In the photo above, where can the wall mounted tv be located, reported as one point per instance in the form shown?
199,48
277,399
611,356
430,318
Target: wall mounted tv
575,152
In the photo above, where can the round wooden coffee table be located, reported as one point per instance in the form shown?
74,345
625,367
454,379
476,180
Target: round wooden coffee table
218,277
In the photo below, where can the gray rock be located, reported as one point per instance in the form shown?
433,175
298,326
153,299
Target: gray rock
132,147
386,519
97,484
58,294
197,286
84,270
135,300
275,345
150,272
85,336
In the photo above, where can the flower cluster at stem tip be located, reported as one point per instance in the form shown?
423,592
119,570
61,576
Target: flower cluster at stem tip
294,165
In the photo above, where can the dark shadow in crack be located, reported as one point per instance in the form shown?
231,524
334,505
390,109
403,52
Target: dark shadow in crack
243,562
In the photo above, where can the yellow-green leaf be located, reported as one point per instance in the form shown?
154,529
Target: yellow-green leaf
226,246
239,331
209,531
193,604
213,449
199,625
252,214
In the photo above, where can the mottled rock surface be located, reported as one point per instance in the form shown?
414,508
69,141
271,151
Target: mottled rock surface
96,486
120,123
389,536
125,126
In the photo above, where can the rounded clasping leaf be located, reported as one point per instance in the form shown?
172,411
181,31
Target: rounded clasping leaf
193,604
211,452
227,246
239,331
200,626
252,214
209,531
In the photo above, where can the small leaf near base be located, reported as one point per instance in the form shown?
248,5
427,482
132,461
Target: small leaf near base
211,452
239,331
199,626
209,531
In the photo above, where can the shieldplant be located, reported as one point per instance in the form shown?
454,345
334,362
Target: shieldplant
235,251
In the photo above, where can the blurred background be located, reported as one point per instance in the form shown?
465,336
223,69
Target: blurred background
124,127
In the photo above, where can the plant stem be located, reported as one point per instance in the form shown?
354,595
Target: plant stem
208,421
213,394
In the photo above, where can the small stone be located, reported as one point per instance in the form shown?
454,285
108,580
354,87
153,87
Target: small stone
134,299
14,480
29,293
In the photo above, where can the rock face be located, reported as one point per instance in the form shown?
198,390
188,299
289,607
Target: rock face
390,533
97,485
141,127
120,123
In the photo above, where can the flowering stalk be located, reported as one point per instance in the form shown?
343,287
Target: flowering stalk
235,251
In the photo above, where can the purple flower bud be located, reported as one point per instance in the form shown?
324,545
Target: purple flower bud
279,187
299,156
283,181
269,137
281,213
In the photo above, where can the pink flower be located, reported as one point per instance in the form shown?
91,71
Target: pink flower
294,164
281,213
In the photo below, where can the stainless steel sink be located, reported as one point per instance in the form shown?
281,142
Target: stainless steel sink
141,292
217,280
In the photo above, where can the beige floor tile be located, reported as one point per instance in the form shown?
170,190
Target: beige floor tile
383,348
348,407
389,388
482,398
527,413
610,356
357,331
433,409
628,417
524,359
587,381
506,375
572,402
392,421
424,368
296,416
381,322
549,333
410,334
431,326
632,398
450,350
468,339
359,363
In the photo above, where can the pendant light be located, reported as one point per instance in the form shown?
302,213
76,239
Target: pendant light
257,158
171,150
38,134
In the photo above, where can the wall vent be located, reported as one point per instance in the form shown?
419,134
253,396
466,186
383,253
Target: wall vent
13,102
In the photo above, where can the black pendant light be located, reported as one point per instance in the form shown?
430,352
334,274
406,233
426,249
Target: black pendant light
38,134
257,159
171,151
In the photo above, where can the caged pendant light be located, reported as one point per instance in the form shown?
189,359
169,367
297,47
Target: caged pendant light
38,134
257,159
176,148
------------------------------
EXERCISE BRIEF
Return every line above exactly as it stands.

EXPECTED OUTPUT
In the photo above, where can the wall mounted tv be located, reported as one point per instance in the form shown?
199,48
277,399
611,356
430,318
Target: wall mounted tv
575,152
In the photo above, where can the round wooden coffee table be located, reported as one point per instance in the form shown?
74,345
625,367
454,379
476,180
Target: round wooden coffee table
218,277
In the photo below, where can the gray rock be located, reported as one point per instance in the form shown?
433,175
298,326
153,299
Target: gray rock
132,147
386,519
97,484
58,294
197,286
84,270
135,300
275,345
150,272
85,336
In the photo above, where can the flower cluster at stem tip be located, reported as one point per instance in the form shown?
423,592
119,570
61,576
Target: flower cluster at stem tip
294,165
In the photo above, where can the dark shadow in crack be located, reported as one point per instance in the form shown?
231,524
334,505
390,109
403,52
Target: dark shadow in crack
243,562
In the photo above, where can the yellow-green leaf be located, reported as one point per instance in the form shown?
154,529
Target: yellow-green leaf
226,246
239,331
209,531
193,604
213,449
199,625
252,214
In the photo above, where can the mottled rock surface be located, reported as one point per instance in the form shown?
414,508
69,141
271,151
Target: mottled rock surface
96,486
120,123
389,536
125,126
In the photo above, where can the rounded clasping leaf be located, reported as one point per instance in the form shown?
172,411
181,31
Target: rounded clasping leaf
193,604
211,452
227,246
239,331
200,626
252,214
209,531
In the photo above, where can the small leaf near base be located, reported as one point per instance in the form shown?
248,5
427,482
132,461
Target: small leaf near base
211,452
239,331
199,626
209,531
In the photo above, where can the shieldplant be located, reported as one point per instance in the form shown?
454,345
334,362
Target: shieldplant
235,251
In the photo above, where can the blurred background be located, reported as one point per instance in the form shown?
465,336
223,69
Target: blurred background
124,127
In the photo above, where can the plant stem be located, reported as one point per instance in the form shown?
354,595
Target: plant stem
208,421
213,394
In the photo above, where can the small stone be located, reported as one point per instance in the form shown?
454,285
108,580
354,87
153,87
Target: small stone
134,299
14,480
29,293
In the photo above, where can the rock face be located, reported as one point per instance in the form shown?
198,390
188,299
289,607
Target: rock face
390,533
97,485
141,127
120,123
In the photo above, where can the flowering stalk be located, reported as one point per instance in the form shown?
343,287
Target: flowering stalk
235,251
In the photo above, where can the purple flower bud be located, reported as one point per instance in the form shown?
324,545
Target: purple flower bud
279,187
299,156
283,181
269,137
281,213
In the photo above, where can the pink flower be located, reported as one point per instance in the form shown?
91,71
Target: pink flower
294,164
281,213
In the photo below, where can the stainless steel sink be located, reported as one point per instance in the form shown?
281,142
Target: stainless steel sink
141,292
217,280
In the photo above, where can the beige floor tile be located, reported as one point per instance in the form shown?
170,190
Target: beige floor tile
383,348
348,407
389,388
482,398
527,413
610,356
357,331
433,409
628,417
524,359
587,381
506,375
572,402
392,421
424,368
296,416
381,322
549,333
410,334
431,326
632,398
450,350
468,339
359,363
In the photo above, where can the pendant light be located, reported as one point per instance in the form shown?
302,213
76,239
Target: pendant light
257,158
171,150
38,134
In the photo above, where can the wall vent be located, reported as one point per instance in the form shown?
419,134
253,396
466,186
383,253
Target: wall vent
13,102
In the photo above, where can the black pendant light be located, reported as one point per instance in the form shown?
430,352
334,274
406,233
426,249
Target: black pendant light
38,134
257,159
171,151
In the photo above, where can the caged pendant light be located, reported as one point per instance in the form shown?
189,359
169,367
297,47
Target: caged pendant light
38,134
257,159
176,148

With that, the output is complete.